- [CONJUNTO DE TAREAS]
1. Indica si cada afirmación concuerda con el hilo sobre «bancar», respondiendo sí o no y citando las palabras del hilo que lo deciden: (a) Sca dice que «no se banca más» equivale a «no se tolera más»; (b) la nota de la moderadora permite colocar hasta seis versos de un texto; (c) Edwin considera que "The grease of the capitals" tiene sentido en inglés.
2. Reescribe los registros como un CSV de dos columnas, texto y respuesta, con una fila por registro, cada campo entre comillas y los saltos de línea cambiados por espacios. Empieza en la primera línea de los registros y termina tras la línea que contiene "[0,302,266,527]", ambas incluidas.

- [FRAGMENTO]
^^^^

# Bancar



## Artemysa

Please, I need to know if this translation it's ok. I'm not sure at all. And the last phrase... I don't know now to translate it. 
Thanks!


*La grasa de Las Capitales*
_(The grease of the Capitals)_

*¿Qué importan ya tus ideales?*
(What does it matter your ideals?)
*¿Qué importa tu canción?*
(what does it matter your song?)
*La grasa de las capitales **cubre tu corazón.*
(the grease of the capitals covers your heart)​ 

(very looking people, "mask" people, the filthy grease like fugazzetta!)

La grasa de las capitales "_no se banca más"_.

Nota de la moderadora:
No se permite colocar más de cuatro versos o renglones de un texto o su traducción, leer las reglas del foro acerca de la propiedad intelectual, gracias.


----------



## Sca

Artemysa: ´No se banca más´= No se tolera más (de uso muy extendido en Argentina)


----------



## Artemysa

Claro! Yo estaba poniendo "Is not tolerable anymore". Está bien?
Y gracias!!


----------



## Artemysa

Hi!!
Maybe someone can help me now


----------



## Edwin

"The grease of the capitals" no tiene sentido en inglés. Puedes describir la oración en otras palabras? ¿ Por casualidad sea "capitales" lo mismo que "capitalistas"?  Y ¿qué quiere decir "grasa" en este contexto?  Tal vez algo como "dirty capitalists"? ¿O es diferente?

^^^^

[Registros de un conjunto de datos]
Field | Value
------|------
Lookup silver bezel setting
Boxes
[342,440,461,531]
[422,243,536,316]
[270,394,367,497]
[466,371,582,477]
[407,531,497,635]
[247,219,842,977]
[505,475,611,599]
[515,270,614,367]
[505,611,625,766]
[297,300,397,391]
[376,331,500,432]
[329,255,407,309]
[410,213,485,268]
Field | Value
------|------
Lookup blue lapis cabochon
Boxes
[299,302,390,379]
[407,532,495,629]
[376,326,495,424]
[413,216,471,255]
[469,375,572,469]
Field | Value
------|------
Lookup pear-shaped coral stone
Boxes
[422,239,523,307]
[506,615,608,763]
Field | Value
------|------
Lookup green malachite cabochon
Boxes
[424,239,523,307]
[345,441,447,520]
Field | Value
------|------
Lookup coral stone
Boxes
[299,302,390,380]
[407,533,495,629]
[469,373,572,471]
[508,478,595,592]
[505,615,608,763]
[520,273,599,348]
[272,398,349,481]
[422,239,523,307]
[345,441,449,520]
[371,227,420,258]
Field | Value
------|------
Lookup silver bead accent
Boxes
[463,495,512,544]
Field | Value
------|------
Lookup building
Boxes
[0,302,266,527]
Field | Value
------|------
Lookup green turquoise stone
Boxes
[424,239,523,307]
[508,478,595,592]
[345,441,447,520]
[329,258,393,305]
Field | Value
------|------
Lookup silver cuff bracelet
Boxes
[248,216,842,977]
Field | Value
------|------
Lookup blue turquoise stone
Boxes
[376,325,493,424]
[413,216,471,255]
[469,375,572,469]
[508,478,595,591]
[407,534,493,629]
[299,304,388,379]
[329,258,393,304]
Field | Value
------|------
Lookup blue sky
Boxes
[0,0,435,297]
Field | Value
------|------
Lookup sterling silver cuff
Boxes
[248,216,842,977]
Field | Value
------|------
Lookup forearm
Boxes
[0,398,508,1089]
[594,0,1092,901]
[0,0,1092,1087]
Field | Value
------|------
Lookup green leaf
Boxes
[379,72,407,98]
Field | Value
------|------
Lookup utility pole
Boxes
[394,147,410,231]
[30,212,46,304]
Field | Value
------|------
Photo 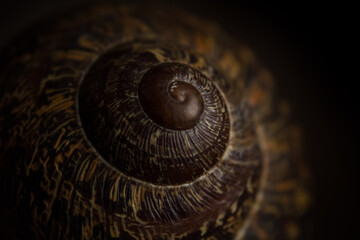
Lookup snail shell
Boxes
[0,4,306,239]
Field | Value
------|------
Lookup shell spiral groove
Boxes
[0,4,307,239]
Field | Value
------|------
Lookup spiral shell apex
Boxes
[0,4,307,239]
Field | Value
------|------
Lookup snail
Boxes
[0,4,307,240]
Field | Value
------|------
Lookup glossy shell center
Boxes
[139,64,204,130]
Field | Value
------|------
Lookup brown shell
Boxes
[0,4,307,240]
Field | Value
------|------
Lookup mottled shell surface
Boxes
[0,4,307,240]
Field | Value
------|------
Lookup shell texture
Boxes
[0,4,306,240]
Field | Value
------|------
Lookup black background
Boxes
[0,0,360,239]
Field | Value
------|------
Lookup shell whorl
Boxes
[79,43,230,185]
[0,4,310,240]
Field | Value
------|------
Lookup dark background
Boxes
[0,0,360,239]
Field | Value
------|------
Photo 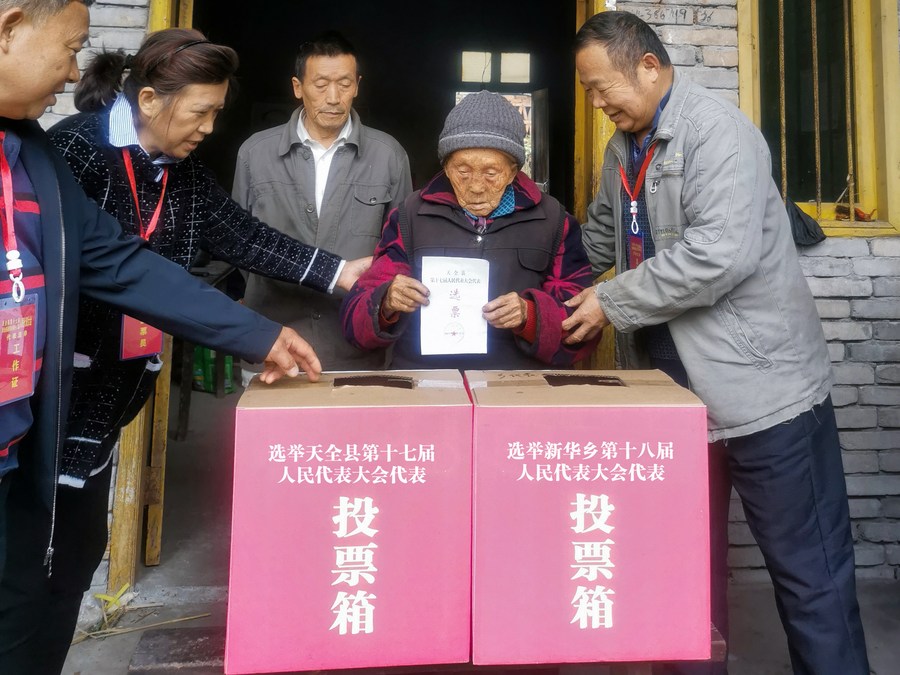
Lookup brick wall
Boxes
[616,0,900,581]
[40,0,150,129]
[729,237,900,580]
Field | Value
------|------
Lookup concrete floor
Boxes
[64,382,900,675]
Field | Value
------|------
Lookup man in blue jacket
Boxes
[0,0,321,675]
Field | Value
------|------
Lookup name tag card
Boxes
[0,295,37,405]
[119,314,162,361]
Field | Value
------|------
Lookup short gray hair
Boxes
[0,0,94,23]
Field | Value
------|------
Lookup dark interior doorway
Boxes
[194,0,575,210]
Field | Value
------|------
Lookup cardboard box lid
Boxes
[237,370,472,410]
[464,370,703,407]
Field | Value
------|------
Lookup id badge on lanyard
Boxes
[0,293,38,406]
[119,148,169,361]
[619,143,656,270]
[119,314,162,361]
[628,232,644,270]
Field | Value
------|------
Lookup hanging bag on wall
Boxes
[784,199,825,246]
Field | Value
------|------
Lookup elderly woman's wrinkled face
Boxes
[444,148,518,216]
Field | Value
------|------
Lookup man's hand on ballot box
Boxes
[381,274,430,319]
[481,292,528,330]
[562,286,609,345]
[259,326,322,384]
[335,256,372,291]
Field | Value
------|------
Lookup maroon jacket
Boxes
[341,172,593,369]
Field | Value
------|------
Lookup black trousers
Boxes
[653,361,869,675]
[0,463,112,675]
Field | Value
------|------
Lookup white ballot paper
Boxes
[419,256,490,355]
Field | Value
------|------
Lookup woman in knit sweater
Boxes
[50,28,365,487]
[42,29,369,644]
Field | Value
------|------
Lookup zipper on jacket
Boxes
[44,182,66,578]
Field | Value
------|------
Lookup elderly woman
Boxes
[341,91,592,369]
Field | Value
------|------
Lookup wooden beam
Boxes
[737,0,762,126]
[107,400,153,593]
[147,0,178,32]
[872,0,900,230]
[178,0,194,28]
[143,335,172,567]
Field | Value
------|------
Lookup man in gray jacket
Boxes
[563,12,869,675]
[233,32,412,370]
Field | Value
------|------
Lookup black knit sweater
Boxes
[49,110,340,486]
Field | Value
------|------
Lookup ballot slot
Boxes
[544,373,628,387]
[334,375,415,389]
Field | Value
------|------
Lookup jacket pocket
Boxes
[715,295,775,371]
[518,248,550,272]
[350,185,391,237]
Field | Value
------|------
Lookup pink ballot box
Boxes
[465,371,710,665]
[225,371,472,674]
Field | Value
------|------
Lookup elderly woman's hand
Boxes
[381,274,430,319]
[481,293,528,330]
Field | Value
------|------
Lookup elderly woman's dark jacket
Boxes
[341,172,592,369]
[49,109,340,487]
[0,120,281,524]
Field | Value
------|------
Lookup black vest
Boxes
[391,193,565,370]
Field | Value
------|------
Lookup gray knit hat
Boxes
[438,91,525,169]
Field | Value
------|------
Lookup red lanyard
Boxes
[0,131,25,303]
[619,143,656,234]
[122,148,169,239]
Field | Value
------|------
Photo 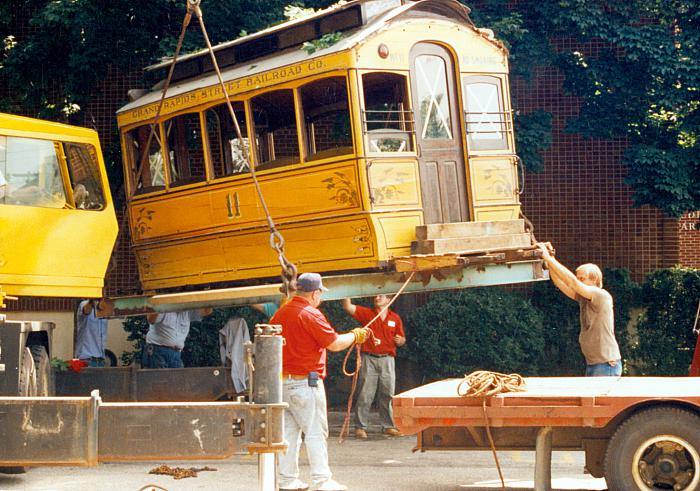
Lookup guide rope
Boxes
[457,370,525,489]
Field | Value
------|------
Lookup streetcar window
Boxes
[300,77,353,158]
[251,89,299,169]
[163,113,207,187]
[205,101,250,178]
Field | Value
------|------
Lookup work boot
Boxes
[311,479,348,491]
[355,428,367,440]
[279,479,309,491]
[384,428,403,436]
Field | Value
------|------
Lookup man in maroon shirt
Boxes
[343,295,406,439]
[270,273,369,491]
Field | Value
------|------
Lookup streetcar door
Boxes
[410,43,468,224]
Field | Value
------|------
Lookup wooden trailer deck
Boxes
[394,377,700,434]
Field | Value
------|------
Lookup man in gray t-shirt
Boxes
[142,308,212,368]
[537,244,622,377]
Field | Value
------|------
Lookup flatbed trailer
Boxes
[394,377,700,491]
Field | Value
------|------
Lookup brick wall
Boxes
[511,39,700,281]
[677,210,700,268]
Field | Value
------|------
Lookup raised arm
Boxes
[537,243,596,300]
[326,327,372,351]
[344,298,357,318]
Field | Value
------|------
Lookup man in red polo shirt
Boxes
[343,295,406,439]
[270,273,369,491]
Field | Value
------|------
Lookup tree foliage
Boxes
[634,267,700,375]
[466,0,700,216]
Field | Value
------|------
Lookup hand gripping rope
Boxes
[141,0,297,297]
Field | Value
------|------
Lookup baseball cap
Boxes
[297,273,328,292]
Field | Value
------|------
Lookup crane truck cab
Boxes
[0,113,118,396]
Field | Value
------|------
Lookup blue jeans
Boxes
[586,360,622,377]
[141,344,185,368]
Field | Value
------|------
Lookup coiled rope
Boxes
[457,370,525,489]
[338,271,416,443]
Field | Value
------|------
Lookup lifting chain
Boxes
[145,0,297,297]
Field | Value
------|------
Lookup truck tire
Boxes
[29,344,53,397]
[605,407,700,491]
[18,347,36,397]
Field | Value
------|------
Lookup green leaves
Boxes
[400,288,544,379]
[624,144,700,217]
[634,267,700,376]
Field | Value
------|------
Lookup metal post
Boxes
[535,426,552,491]
[250,324,283,491]
[252,324,283,404]
[258,452,277,491]
[87,389,102,466]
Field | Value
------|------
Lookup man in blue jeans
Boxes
[141,308,212,368]
[75,300,107,367]
[537,244,622,377]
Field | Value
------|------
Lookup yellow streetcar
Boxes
[118,0,531,291]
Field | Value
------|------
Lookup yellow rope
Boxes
[457,370,525,397]
[457,370,525,489]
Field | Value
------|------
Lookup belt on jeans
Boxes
[282,373,309,380]
[148,343,182,353]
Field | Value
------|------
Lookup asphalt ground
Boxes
[0,413,605,491]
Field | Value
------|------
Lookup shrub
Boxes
[634,267,700,375]
[406,288,544,379]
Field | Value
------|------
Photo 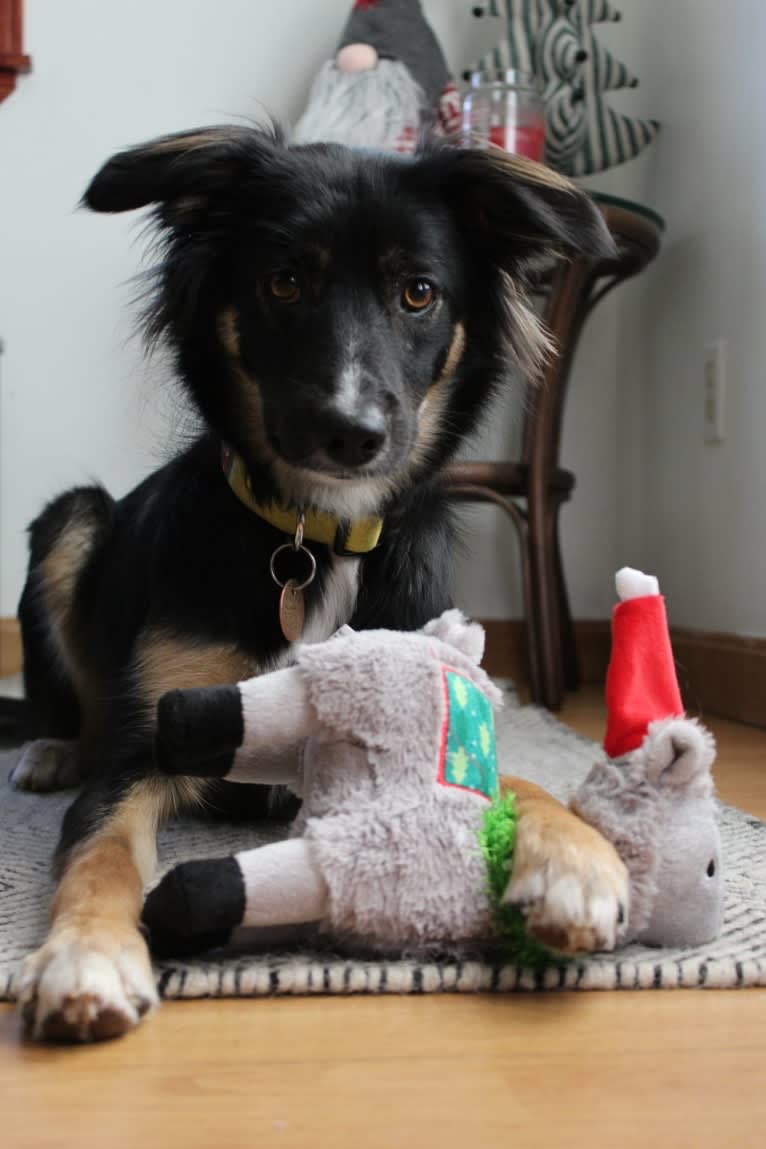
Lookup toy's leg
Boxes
[155,666,319,782]
[501,778,628,954]
[144,838,327,955]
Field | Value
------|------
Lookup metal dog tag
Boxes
[279,578,305,642]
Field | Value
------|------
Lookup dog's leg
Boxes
[20,779,169,1041]
[10,738,83,793]
[501,778,628,954]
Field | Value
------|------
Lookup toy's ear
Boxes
[423,610,485,666]
[639,718,715,796]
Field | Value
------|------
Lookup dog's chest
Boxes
[301,555,361,642]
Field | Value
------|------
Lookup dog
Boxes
[14,126,627,1041]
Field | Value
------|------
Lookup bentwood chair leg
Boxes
[529,499,564,710]
[554,502,580,691]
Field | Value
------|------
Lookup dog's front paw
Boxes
[10,738,82,792]
[18,927,158,1042]
[503,815,629,954]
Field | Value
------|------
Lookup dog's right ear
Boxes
[83,125,281,211]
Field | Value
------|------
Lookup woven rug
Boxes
[0,693,766,1000]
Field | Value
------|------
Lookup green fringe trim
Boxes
[479,791,564,970]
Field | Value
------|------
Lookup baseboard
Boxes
[0,618,766,726]
[0,618,22,678]
[671,627,766,726]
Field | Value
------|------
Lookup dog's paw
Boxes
[18,928,158,1042]
[10,738,82,792]
[503,815,629,954]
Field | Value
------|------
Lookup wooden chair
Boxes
[446,195,664,710]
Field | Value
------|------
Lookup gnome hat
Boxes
[338,0,450,108]
[604,566,683,758]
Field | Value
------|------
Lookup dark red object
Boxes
[0,0,31,100]
[604,594,683,758]
[489,122,546,163]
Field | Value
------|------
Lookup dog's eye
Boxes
[402,276,436,311]
[269,271,301,303]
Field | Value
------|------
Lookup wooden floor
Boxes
[0,692,766,1149]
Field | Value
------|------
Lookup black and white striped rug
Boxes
[0,696,766,1000]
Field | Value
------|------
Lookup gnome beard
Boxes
[294,60,430,153]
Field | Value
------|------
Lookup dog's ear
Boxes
[442,147,614,270]
[83,126,280,215]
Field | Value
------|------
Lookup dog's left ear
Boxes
[442,147,616,271]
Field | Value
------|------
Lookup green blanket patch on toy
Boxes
[479,791,558,970]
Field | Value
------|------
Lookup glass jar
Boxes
[463,69,546,163]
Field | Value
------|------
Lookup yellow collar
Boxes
[220,447,384,555]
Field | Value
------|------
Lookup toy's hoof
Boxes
[154,686,245,778]
[141,857,245,957]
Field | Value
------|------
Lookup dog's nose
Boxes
[318,404,387,466]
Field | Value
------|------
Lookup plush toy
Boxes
[144,572,722,964]
[294,0,461,153]
[571,568,724,947]
[145,610,551,954]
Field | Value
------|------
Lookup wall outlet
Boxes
[703,339,726,442]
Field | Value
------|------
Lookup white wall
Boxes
[632,0,766,635]
[0,0,707,638]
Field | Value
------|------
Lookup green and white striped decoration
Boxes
[478,0,659,176]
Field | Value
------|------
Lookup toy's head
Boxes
[572,717,724,946]
[297,610,502,749]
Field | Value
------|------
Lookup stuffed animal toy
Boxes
[294,0,462,154]
[144,570,722,965]
[144,610,628,961]
[571,568,724,947]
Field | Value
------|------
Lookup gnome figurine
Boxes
[294,0,461,153]
[571,566,724,947]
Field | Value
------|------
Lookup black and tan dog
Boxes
[15,128,625,1040]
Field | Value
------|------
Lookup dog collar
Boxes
[220,446,384,555]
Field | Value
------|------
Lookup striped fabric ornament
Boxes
[477,0,659,176]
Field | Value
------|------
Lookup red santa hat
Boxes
[604,566,683,758]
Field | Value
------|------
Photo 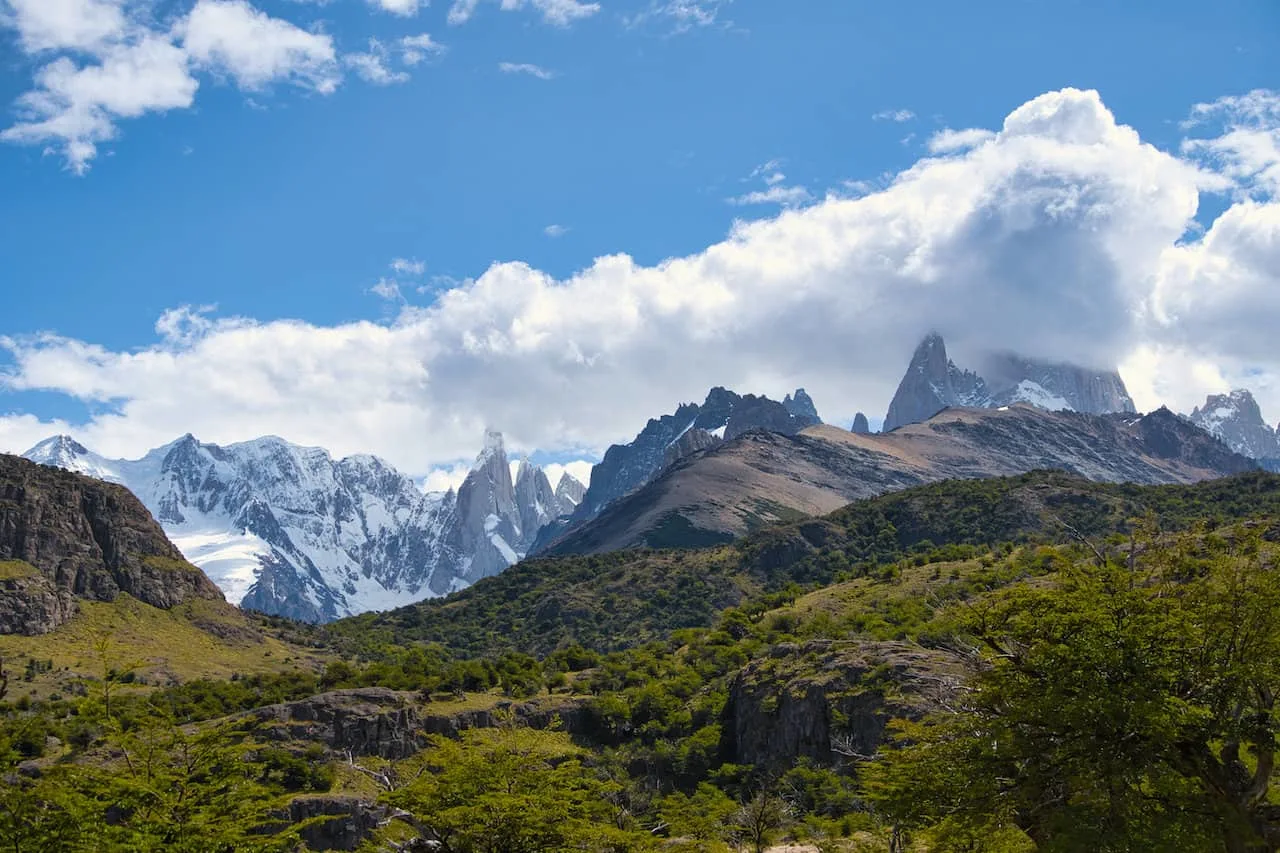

^^^^

- [SOLUCIONES DEL EJERCICIO]
1.
(a) Sí: "No se tolera más (de uso muy extendido en Argentina)".
(b) No: "No se permite colocar más de cuatro versos o renglones de un texto o su traducción".
(c) No: "no tiene sentido en inglés".

2.
texto,respuesta
"Field | Value ------|------ Lookup silver bezel setting Boxes","[342,440,461,531] [422,243,536,316] [270,394,367,497] [466,371,582,477] [407,531,497,635] [247,219,842,977] [505,475,611,599] [515,270,614,367] [505,611,625,766] [297,300,397,391] [376,331,500,432] [329,255,407,309] [410,213,485,268]"
"Field | Value ------|------ Lookup blue lapis cabochon Boxes","[299,302,390,379] [407,532,495,629] [376,326,495,424] [413,216,471,255] [469,375,572,469]"
"Field | Value ------|------ Lookup pear-shaped coral stone Boxes","[422,239,523,307] [506,615,608,763]"
"Field | Value ------|------ Lookup green malachite cabochon Boxes","[424,239,523,307] [345,441,447,520]"
"Field | Value ------|------ Lookup coral stone Boxes","[299,302,390,380] [407,533,495,629] [469,373,572,471] [508,478,595,592] [505,615,608,763] [520,273,599,348] [272,398,349,481] [422,239,523,307] [345,441,449,520] [371,227,420,258]"
"Field | Value ------|------ Lookup silver bead accent Boxes","[463,495,512,544]"
"Field | Value ------|------ Lookup building Boxes","[0,302,266,527]"